- Aim of the exercise -
Search the material for "instance" and copy each line in which it is found.

Materials provided: Begin

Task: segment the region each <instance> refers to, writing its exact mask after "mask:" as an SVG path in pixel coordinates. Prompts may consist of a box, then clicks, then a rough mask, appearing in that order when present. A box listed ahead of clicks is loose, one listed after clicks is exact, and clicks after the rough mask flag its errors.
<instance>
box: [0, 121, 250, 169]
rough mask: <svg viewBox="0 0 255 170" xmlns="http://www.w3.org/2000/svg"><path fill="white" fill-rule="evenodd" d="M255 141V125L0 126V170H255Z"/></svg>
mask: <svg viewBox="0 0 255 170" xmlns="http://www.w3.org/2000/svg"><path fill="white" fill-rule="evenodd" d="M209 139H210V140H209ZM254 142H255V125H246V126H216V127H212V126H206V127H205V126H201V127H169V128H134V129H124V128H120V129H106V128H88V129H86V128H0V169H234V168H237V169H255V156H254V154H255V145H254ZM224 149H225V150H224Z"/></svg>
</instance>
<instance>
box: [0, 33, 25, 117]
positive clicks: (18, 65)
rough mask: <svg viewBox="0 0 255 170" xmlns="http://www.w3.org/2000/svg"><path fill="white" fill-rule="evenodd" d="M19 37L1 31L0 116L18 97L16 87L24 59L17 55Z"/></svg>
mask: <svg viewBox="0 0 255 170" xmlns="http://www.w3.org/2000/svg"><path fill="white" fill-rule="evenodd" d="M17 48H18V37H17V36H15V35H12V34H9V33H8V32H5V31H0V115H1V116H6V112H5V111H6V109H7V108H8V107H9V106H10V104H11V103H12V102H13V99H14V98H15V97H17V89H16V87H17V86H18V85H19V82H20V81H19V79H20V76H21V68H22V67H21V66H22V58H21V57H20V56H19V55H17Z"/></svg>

Materials provided: End

- Answer box -
Task: segment the region each <instance> refers to, writing its exact mask after "mask:" as an SVG path in pixel coordinates. Prompts may consist of a box, then clicks, then a rough mask, appearing in that order when present. A box listed ahead of clicks is loose, one listed after clicks is exact, and clicks after the rough mask flag its errors.
<instance>
</instance>
<instance>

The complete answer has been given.